INPUT MATERIAL »
--- Start ---

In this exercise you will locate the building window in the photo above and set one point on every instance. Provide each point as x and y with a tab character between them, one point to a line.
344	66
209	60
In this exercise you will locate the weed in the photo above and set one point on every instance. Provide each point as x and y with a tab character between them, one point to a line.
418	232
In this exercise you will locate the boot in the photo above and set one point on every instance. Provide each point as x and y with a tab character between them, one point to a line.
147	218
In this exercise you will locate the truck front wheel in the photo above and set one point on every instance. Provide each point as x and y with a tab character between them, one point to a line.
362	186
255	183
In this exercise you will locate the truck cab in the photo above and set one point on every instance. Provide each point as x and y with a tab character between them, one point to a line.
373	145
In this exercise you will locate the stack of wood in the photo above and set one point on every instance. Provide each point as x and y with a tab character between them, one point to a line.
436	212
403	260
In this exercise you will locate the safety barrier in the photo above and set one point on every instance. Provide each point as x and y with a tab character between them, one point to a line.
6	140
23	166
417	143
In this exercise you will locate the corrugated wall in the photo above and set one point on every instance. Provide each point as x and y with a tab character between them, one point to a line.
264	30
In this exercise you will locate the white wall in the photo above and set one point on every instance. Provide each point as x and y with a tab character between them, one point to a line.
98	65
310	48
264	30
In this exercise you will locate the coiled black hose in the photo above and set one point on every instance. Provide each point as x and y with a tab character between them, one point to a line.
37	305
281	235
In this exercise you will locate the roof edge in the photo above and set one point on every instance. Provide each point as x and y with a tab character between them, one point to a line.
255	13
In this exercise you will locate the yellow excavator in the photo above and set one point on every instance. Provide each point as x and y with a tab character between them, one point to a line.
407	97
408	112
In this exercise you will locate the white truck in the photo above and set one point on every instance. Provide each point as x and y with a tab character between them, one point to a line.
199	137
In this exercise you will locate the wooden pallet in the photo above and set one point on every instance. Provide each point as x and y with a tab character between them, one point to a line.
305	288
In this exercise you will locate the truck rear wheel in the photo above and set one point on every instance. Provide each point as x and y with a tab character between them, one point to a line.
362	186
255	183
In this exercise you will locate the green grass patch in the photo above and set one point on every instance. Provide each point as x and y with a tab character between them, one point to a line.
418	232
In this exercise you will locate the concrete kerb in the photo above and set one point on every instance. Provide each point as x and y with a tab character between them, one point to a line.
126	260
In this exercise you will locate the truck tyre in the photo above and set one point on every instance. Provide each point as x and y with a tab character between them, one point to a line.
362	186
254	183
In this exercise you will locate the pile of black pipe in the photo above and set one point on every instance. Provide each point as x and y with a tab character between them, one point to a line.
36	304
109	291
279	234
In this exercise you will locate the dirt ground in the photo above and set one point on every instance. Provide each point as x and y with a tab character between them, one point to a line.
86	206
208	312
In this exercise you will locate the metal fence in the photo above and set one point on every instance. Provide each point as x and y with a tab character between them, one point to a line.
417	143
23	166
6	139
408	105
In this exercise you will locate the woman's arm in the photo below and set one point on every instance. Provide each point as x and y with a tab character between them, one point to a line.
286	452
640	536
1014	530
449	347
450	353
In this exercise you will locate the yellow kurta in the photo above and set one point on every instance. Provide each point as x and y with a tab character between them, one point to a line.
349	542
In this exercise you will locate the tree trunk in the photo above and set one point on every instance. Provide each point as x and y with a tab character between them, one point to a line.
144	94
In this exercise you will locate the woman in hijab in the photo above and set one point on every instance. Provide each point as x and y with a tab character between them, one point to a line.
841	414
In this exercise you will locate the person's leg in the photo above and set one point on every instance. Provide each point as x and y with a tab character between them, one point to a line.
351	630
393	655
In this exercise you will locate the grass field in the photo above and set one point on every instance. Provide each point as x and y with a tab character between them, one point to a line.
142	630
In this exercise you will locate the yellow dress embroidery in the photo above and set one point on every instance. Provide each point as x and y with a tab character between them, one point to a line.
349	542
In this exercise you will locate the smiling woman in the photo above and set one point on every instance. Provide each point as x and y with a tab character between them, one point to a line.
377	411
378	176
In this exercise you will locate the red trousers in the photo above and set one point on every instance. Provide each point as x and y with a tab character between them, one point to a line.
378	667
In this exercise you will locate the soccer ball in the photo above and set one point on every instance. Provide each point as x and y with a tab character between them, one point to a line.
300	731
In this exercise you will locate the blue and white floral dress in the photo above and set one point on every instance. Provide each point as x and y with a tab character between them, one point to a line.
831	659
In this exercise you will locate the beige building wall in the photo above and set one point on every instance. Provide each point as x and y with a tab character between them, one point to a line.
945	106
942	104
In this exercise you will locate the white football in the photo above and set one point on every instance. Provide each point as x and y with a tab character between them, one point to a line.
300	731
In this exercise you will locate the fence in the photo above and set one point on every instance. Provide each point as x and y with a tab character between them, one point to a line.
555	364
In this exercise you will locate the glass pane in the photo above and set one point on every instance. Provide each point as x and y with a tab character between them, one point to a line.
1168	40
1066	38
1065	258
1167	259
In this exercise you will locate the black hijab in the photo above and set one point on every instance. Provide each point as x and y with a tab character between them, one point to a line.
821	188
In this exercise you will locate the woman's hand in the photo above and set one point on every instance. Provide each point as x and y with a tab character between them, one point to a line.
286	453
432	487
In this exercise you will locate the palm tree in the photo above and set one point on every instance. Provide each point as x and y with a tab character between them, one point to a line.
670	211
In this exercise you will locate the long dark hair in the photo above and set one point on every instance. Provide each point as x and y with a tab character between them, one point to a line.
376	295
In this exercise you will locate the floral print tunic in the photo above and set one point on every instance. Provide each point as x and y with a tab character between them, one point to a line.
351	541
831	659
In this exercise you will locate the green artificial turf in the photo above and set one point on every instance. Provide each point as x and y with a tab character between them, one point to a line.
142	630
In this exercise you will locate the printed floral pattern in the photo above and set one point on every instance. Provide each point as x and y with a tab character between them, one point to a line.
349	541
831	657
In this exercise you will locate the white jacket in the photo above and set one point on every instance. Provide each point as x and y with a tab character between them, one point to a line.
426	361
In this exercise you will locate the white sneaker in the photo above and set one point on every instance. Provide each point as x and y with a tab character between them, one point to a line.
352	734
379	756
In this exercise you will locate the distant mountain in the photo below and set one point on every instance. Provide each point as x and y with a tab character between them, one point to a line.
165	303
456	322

--- End ---
--- Start ---

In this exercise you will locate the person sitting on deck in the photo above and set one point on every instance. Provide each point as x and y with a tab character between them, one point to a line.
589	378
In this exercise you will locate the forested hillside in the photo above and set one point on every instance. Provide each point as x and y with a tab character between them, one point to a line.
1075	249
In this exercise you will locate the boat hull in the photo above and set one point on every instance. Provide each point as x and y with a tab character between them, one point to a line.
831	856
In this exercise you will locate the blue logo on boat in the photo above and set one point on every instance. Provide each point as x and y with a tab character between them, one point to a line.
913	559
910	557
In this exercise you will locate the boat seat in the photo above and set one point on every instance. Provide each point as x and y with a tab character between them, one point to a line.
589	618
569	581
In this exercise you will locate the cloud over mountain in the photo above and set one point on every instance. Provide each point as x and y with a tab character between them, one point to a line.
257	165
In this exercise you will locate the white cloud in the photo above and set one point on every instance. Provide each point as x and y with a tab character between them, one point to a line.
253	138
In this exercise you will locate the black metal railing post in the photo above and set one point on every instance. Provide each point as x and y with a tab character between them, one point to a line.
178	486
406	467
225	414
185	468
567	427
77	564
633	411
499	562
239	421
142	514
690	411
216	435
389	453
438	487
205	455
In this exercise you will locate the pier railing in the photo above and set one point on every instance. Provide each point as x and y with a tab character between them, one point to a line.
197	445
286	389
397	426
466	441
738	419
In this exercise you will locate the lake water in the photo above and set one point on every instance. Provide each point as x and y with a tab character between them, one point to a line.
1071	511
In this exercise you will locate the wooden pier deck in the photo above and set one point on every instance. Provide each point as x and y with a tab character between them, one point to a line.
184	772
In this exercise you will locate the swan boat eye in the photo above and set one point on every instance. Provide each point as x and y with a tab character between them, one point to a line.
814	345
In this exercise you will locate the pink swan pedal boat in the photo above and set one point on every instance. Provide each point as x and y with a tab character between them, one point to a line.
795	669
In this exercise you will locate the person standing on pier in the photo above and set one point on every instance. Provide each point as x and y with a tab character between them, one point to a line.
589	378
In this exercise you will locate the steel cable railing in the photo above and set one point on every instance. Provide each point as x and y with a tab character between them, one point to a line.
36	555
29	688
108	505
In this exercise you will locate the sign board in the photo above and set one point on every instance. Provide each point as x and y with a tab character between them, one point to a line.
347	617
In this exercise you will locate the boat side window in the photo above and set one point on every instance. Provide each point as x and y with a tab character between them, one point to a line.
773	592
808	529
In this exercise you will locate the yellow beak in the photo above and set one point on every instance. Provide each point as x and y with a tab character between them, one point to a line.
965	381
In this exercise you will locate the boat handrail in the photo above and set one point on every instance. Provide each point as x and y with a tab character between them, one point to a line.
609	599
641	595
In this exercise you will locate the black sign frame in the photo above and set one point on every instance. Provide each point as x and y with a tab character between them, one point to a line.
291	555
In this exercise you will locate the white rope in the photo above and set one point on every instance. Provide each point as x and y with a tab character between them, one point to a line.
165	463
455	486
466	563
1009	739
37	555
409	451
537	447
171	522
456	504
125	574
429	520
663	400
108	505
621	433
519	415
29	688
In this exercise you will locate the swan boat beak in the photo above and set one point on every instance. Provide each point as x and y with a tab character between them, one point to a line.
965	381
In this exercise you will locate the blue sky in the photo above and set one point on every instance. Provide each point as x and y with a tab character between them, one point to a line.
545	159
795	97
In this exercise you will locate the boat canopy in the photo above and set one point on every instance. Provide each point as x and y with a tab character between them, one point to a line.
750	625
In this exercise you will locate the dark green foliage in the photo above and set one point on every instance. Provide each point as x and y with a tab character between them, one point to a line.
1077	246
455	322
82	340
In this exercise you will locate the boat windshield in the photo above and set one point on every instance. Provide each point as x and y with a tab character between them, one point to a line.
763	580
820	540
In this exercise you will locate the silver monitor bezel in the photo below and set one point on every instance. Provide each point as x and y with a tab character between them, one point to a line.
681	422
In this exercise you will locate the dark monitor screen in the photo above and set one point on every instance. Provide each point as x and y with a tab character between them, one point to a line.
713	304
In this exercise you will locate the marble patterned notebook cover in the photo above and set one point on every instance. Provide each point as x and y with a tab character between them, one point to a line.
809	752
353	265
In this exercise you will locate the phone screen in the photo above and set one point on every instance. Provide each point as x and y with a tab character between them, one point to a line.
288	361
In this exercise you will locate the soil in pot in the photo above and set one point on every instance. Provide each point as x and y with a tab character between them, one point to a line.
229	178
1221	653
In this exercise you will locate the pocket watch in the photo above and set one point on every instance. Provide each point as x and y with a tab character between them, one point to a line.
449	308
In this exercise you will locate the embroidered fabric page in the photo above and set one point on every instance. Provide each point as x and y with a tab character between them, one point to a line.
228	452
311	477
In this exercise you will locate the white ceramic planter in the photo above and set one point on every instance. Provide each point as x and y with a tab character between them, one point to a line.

--- End ---

GOAL » Give the number of lines in the data above that contain the string "building", and write only that number.

EXERCISE RESULT » 2